#### 実施する作業:
1. 屋根葺き替えの文章にある「屋根葺き替え工事とは、屋根材を古いものから新しいものへ交換する工事のことです。」という一文を英語に訳せ。
2. 屋根葺き替えの文章によると、ルーフィングを交換した後に再び同じ屋根材を設置する工事は何と呼ばれているか。
3. 屋根葺き替えの文章を、最後の文の後から引き継いで書き進めよ。

#### 抜粋した文章:
__________________________________________________
屋根の葺き替え工事とは?読み方から費用相場まで徹底解説

住宅のリフォームを検討するとき、よく見落としやすいポイントが屋根です。
屋根にも寿命があるため、屋根葺き替え(ふきかえ)工事によって新しくする必要があります。

この記事では、屋根葺き替え工事の費用相場について屋根材の種類ごとに解説します。
屋根を全く交換しておらず、リフォームを考えていた人はぜひ参考にしてください。

屋根葺き替え(ふきかえ)工事とは?

屋根葺き替え工事とは、屋根材を古いものから新しいものへ交換する工事のことです。
「葺く」は「ふく」と読み、板や瓦で屋根を覆う行為を指します。

屋根材は、屋根を構成する素材の一部で表層部に設置されます。
雨や雪から建物を守るだけではなく、耐震性にも影響を与えるので寿命が来る前に取り替えなければなりません。

屋根葺き替え工事は同じ材料の屋根材に取り替えるだけではなく、素材を変更することも可能です。
代表的な例としては、瓦から金属屋根に交換する方法があります。

なおルーフィング(屋根材の下に敷く防水シート)を交換した後、
再び同じ屋根材を設置する工事は、葺き直し工事と呼ばれています。
名称は似ていますが、これらは全く別の作業である点を覚えておく必要があります。
葺き替え工事のタイミングで、ルーフィングの取り替えを行うケースもあります。

屋根葺き替え工事を行うメリット

同じ家に長く住んでいると、屋根はどうしても寿命が来てしまいます。
今後の生活を快適なものにするためにも、屋根葺き替え工事を行うことが大切です。
具体的にどのようなメリットが得られるのかを解説します。
__________________________________________________
#### 提供データ:
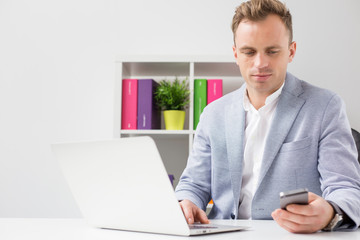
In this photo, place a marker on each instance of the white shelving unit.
(174, 146)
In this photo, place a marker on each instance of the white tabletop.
(77, 229)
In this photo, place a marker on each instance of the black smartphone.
(298, 196)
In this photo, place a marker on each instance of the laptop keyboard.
(201, 226)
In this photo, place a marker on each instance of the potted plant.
(173, 98)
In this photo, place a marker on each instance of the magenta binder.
(129, 104)
(148, 114)
(214, 89)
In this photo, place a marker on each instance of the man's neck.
(256, 99)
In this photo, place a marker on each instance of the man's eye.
(250, 53)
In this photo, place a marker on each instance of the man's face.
(262, 53)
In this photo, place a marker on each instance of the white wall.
(57, 73)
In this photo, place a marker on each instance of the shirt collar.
(270, 99)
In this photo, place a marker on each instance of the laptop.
(122, 184)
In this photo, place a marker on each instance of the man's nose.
(261, 61)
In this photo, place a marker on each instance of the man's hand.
(192, 213)
(305, 218)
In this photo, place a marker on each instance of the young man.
(276, 133)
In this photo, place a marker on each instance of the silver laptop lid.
(122, 184)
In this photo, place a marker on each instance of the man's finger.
(188, 212)
(202, 217)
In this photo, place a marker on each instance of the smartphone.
(298, 196)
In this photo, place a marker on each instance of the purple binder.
(148, 114)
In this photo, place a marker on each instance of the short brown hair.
(257, 10)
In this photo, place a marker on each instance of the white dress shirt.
(257, 127)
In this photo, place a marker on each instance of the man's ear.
(292, 50)
(235, 53)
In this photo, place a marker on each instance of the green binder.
(200, 95)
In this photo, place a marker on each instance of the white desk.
(77, 229)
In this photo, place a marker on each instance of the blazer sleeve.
(337, 163)
(195, 182)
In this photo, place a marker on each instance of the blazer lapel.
(288, 108)
(235, 128)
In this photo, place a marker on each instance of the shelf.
(157, 132)
(174, 145)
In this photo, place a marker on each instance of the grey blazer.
(309, 145)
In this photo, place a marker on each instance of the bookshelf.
(174, 146)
__________________________________________________
#### 回答:
1. Roof replacement work refers to work that replaces old roofing materials with new ones.

2. 葺き直し工事と呼ばれている。

3.
屋根がほぼ新品同様の状態になる

屋根葺き替え工事のメリットは、屋根がほぼ新品と同様の状態になることです。
寿命もリセットされるため、余程のトラブルがない限り頑丈な状態を保てます。

また機能面だけではなく、屋根葺き替え工事によって家の外観も改善される点もメリットのひとつです。
家が建ってから長い年月を経ると、汚れやサビで見た目が悪くなってしまいます。
屋根材を新しいものに交換すれば、新品同様の見た目に変わります。

加えて長い間暮らしているものの、そろそろ建物のイメージを変えてみたいと思う人もいるでしょう。
屋根葺き替え工事で、これまでとは違う素材に取り替えるだけでも雰囲気が変わります。
機能面や見た目的に困りごとがなくとも、イメージチェンジをしたい人にもおすすめです。

雨漏りなど屋根のトラブルが解決する

屋根葺き替え工事は、雨漏りなどの屋根のトラブルを解決できるメリットもあります。

実のところ雨漏りを防ぐ1番の役割を担うのはルーフィングであり、屋根材だけを取り替えても改善には繋がりません。
しかし屋根葺き替え工事をすれば、ルーフィングの状態も施工業者に見てもらえます。
もしルーフィングに異常が見つかれば、屋根材と一緒に交換してもらうことも可能です。

他にも、雨漏りの影響などによって野地板(屋根の下地となる部分)が腐食しているケースもあります。
この場合も、基本的に屋根葺き替え工事とあわせて確認してもらえます。

ルーフィングのみを取り替えて雨漏りを防ぐ選択もよいですが、屋根全体のリフォームを検討してみるのをおすすめします。

家の耐震性がアップする

家の耐震性をアップさせられることも、屋根葺き替え工事の主なメリットです。
耐震性は壁や柱の質だけではなく、屋根の重さとのバランスにも左右されます。
建物全体の強度に合った重量の屋根材を選ぶことが重要です。

一般的には、重い素材のものを選んでしまうと耐震性は低くなる傾向があります。
建物に対する負担が高くなり、壁や柱が支えきれなくなるためです。
地震による倒壊を防ぎたいのであれば、屋根葺き替え工事でなるべく軽い素材のものに取り替えることをおすすめします。

なお軽量の屋根材の主な例としては、ガルバリウム鋼板が挙げられます。
ガルバリウム鋼板も含め、他の素材の機能については後半で詳しく説明するのであわせて参考にしてください。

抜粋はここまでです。